## Problems and tasks
- 1) According to the market commentary, how much did New Zealand building consents fall month on month?
- 2) Copy out the records, everything from the line containing "For practice, label the yellow" down to the line containing "For practice, label the teal", with both of those lines included.

Written by Ian Dobbs on July 31st, 2015.      0 comments

There has been little in the way of market moving data released from Australia so far this week. Yesterday we saw the latest building approvals figures and these were a little disappointing coming in at -8.2% versus expectation for -0.8%. However, this is a very volatile series and too much weight should not be put behind one month's outcome. As such it had a very limited impact on the Australian dollar. Import prices for the second quarter were also released and these came in bang on expectation at +1.4%. There was an interesting article in the Australian press this week that suggested the RBA is in the process of lowering their expectation for the trend growth rate. Governor Stevens alluded to this in a speech recently when he said the current rate of growth could be the ‘new normal’. If that is indeed the case it significantly reduces the chance of another rate cut from the central bank. Hopefully we will get more insight on this when the RBA release their monetary policy statement next week. In the next couple of hours we get producer prices data to digest. Next week should prove a lot more interesting with retail sales, the RBA rate meeting, the trade balance and employment data all set for release.

New Zealand
Reserve Bank of New Zealand (RBNZ) Governor Wheeler released a speech on Wednesday this week and it’s fair to say he wasn’t as ‘dovish’ (negative) as some in the market had expected. Although he acknowledged that further interest rate cuts are ‘likely’, he was quick to point out that some forecaster’s cash rate predictions would only be consistent with the economy moving into recession, and that’s not the central bank's view at the moment. The Governor pointed out several factors supporting economic growth including the lower level of the NZD and interest rates, high levels of migration, continued strength in the service sector and ongoing growth in construction. Countering this is NZ’s soft outlook for the terms of trade along with below trend demand and output growth. In our view the speech, and last week’s RBNZ rate statement for that matter, are consistent with at least one more 0.25% interest rate cut. This is likely to come in September. Any more cuts over and above that will be driven by the data to be released between now and then. The New Zealand dollar reacted positively to the speech as further short (sold) NZD positions were squared up. The only other release so far this week has been building consents which hit the wires yesterday. Consents fell 4.1% month on month from a prior reading of flat. Against a year earlier however, consents are still around 2.0% higher. Next week we have another dairy auction to digest along with employment data.

## Dataset excerpts
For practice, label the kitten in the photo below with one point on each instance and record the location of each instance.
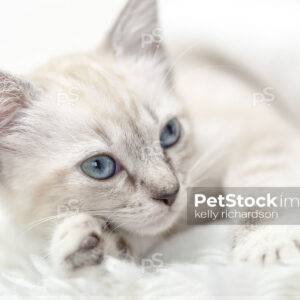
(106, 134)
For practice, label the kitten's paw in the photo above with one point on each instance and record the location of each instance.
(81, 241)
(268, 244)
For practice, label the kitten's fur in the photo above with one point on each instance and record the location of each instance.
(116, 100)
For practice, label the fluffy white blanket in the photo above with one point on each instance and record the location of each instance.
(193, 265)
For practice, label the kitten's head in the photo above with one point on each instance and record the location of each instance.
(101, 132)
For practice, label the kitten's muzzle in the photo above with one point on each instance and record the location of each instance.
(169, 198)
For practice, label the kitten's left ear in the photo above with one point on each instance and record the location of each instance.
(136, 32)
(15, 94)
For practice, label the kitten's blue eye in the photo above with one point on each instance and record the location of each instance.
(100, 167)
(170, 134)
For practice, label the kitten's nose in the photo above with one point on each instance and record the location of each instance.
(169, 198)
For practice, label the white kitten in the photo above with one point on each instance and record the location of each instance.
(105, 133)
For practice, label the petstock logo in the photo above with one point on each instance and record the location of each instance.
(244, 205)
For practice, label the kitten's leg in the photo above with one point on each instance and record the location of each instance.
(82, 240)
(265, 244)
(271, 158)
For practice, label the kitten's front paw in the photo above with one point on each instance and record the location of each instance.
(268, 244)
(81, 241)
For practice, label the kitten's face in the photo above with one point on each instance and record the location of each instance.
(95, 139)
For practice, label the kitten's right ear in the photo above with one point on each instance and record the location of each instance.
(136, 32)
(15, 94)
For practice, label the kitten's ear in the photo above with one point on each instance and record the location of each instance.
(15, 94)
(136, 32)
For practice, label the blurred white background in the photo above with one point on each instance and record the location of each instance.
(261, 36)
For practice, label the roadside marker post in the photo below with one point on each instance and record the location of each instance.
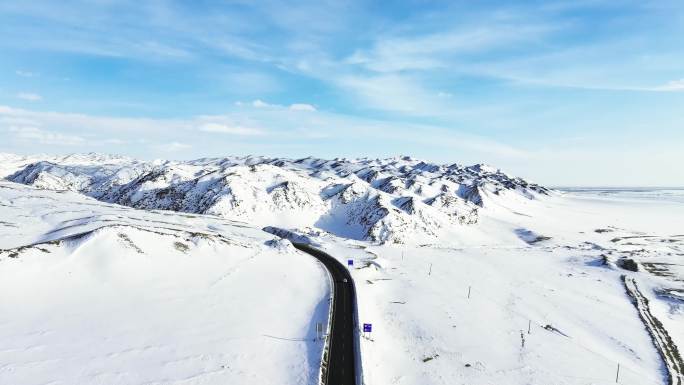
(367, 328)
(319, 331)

* * *

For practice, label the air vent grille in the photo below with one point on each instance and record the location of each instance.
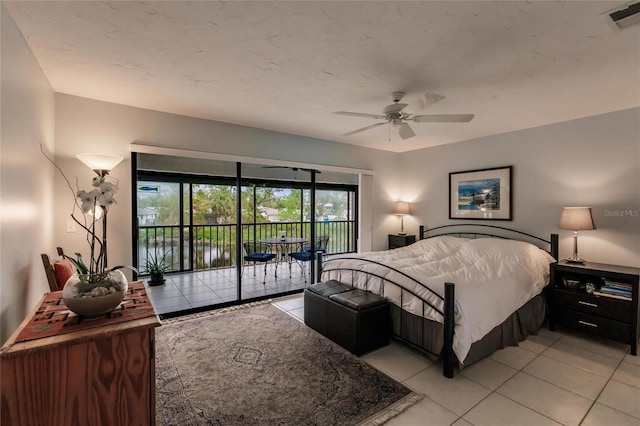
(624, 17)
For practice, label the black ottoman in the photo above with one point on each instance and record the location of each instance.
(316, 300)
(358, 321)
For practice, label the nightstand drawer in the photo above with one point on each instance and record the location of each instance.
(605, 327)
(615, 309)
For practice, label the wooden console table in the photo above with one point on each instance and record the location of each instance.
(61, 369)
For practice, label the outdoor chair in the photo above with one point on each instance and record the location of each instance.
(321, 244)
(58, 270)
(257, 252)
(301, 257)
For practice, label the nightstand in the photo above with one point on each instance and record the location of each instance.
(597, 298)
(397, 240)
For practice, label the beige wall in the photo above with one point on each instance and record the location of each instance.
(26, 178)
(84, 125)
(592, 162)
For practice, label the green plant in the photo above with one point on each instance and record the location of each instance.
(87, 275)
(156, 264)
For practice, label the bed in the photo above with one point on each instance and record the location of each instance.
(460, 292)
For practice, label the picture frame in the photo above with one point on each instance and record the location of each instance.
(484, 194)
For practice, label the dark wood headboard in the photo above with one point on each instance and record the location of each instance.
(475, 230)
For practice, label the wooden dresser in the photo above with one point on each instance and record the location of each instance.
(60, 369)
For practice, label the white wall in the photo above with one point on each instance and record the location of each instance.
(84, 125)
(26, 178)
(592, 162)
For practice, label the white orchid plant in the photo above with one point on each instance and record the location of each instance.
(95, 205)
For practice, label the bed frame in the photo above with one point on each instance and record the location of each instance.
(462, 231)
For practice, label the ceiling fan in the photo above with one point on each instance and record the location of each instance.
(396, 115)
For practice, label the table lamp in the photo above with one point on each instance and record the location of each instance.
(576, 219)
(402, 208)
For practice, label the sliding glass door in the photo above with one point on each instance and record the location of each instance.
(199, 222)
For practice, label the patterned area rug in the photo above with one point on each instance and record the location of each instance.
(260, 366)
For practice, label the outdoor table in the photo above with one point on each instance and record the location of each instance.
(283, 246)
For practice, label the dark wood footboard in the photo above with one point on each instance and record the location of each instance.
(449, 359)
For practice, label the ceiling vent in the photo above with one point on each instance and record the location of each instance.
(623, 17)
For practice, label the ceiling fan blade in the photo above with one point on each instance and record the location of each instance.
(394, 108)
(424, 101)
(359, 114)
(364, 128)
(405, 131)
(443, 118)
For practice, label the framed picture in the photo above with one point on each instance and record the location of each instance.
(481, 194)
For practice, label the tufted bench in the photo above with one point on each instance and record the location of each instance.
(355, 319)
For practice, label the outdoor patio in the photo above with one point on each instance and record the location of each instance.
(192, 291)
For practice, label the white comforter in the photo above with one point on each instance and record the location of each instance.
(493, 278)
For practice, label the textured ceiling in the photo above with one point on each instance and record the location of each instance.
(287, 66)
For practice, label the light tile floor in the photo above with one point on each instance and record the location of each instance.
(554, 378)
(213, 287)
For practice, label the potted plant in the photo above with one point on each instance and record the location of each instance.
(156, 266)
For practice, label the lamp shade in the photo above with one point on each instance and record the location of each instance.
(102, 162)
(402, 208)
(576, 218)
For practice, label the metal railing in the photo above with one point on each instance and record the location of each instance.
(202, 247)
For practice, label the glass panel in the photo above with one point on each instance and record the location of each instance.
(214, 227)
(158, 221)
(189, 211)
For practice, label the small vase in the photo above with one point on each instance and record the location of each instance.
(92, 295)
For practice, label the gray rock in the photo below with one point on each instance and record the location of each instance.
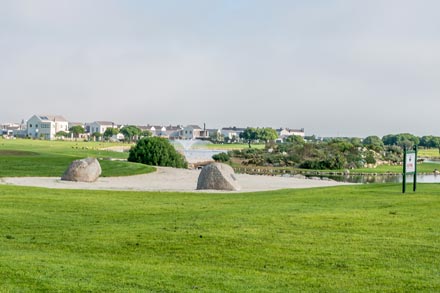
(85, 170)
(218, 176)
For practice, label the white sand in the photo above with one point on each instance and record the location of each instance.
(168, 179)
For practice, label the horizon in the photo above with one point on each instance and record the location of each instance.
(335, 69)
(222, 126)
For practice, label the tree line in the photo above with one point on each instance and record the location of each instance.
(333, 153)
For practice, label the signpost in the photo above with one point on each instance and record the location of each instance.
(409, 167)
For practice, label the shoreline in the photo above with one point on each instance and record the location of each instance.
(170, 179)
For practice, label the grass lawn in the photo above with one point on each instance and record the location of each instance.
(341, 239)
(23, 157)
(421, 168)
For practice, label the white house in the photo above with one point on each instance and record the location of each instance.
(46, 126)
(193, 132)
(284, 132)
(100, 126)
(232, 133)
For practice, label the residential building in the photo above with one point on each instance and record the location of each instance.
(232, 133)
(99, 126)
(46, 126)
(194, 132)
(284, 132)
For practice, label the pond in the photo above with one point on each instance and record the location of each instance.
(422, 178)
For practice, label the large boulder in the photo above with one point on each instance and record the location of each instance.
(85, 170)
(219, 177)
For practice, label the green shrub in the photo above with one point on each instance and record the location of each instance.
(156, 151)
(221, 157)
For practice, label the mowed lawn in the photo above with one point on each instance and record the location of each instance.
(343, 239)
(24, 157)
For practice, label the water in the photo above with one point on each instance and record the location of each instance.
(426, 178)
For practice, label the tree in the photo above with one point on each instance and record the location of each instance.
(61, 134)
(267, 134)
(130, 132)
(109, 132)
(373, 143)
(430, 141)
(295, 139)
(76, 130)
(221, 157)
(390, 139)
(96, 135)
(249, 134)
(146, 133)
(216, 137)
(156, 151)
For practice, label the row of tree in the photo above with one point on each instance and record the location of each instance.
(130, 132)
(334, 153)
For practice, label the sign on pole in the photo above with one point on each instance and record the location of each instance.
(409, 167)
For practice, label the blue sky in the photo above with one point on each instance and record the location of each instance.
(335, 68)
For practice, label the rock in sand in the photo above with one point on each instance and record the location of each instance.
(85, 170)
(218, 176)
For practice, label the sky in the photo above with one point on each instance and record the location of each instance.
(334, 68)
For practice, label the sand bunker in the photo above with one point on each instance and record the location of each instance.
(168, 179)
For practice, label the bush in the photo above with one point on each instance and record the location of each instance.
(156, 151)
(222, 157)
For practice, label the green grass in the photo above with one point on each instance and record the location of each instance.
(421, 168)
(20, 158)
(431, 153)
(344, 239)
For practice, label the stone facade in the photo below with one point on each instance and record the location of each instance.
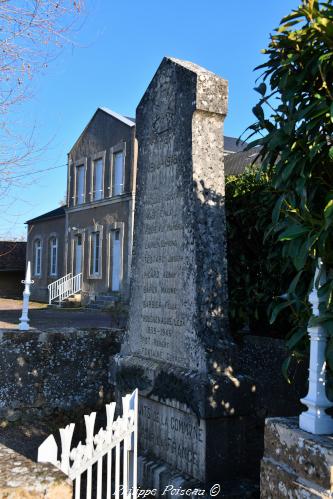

---

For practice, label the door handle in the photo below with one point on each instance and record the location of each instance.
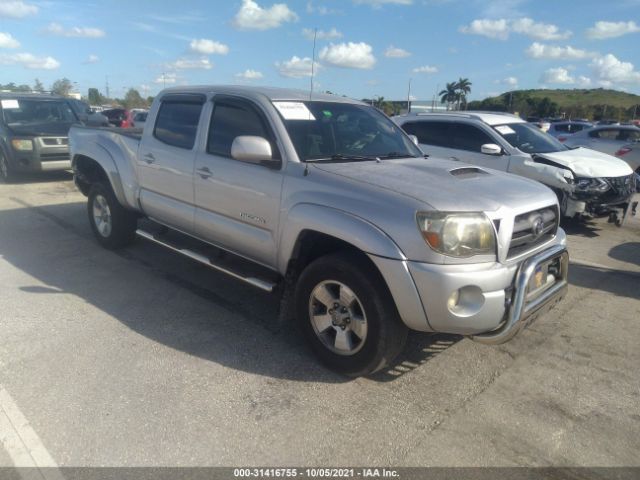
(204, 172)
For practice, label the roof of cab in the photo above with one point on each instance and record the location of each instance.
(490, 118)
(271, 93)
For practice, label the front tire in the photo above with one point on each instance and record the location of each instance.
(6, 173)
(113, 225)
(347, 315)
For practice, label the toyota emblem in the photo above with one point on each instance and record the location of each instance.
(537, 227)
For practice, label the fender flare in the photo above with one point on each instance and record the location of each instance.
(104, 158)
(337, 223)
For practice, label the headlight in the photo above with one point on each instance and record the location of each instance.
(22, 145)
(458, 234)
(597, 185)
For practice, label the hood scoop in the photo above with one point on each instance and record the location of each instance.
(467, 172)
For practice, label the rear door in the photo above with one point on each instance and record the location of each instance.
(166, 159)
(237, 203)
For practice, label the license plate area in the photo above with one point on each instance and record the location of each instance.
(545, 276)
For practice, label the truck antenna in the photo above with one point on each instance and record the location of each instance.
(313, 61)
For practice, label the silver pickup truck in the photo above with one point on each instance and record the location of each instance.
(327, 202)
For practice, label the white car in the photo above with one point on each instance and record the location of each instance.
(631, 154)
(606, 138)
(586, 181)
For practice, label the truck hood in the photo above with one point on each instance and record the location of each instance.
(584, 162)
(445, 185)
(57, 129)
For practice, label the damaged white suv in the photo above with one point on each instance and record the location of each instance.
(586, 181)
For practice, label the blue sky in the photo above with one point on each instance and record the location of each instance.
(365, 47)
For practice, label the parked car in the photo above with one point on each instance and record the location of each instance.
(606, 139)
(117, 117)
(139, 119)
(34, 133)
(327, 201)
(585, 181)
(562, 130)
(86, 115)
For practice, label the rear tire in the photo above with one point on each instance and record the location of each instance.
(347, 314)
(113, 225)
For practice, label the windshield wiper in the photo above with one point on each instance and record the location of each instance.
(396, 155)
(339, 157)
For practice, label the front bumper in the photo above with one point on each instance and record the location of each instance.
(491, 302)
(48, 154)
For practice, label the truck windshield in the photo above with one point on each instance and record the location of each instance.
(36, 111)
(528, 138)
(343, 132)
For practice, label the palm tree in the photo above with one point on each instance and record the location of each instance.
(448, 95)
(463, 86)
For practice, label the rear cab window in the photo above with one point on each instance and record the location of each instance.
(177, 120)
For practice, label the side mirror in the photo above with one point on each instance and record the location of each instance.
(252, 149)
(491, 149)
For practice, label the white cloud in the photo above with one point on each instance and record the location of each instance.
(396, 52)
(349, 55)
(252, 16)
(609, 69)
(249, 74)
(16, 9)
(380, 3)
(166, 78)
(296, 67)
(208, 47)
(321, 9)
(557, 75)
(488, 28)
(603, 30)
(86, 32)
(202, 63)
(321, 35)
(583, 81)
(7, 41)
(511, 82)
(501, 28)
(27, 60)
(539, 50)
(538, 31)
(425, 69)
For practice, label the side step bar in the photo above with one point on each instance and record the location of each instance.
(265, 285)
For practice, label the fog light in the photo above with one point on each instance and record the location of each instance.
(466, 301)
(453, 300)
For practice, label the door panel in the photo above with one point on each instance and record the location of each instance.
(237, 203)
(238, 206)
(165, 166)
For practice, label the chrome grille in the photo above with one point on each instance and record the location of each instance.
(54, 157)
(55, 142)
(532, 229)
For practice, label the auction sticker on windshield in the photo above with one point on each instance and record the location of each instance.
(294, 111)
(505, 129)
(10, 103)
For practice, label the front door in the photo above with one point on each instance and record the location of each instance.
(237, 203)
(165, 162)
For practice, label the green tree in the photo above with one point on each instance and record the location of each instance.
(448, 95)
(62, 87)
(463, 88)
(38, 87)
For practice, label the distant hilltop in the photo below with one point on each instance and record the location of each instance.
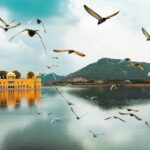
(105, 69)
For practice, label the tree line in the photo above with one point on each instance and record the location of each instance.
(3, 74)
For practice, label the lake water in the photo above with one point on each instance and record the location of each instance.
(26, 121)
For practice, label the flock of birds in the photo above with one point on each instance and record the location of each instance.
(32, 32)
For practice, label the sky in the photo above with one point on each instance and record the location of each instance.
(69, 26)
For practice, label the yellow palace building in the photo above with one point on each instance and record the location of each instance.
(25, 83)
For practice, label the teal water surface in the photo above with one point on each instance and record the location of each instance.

## Task-by-task results
- 1) 4.1%

- 2)
For practice, label the yellow palace building in the photo above with one point on each instance and record the location of each instance.
(25, 83)
For practice, label the teal water surface in the photo above with one point on each instance and record the location of each instance.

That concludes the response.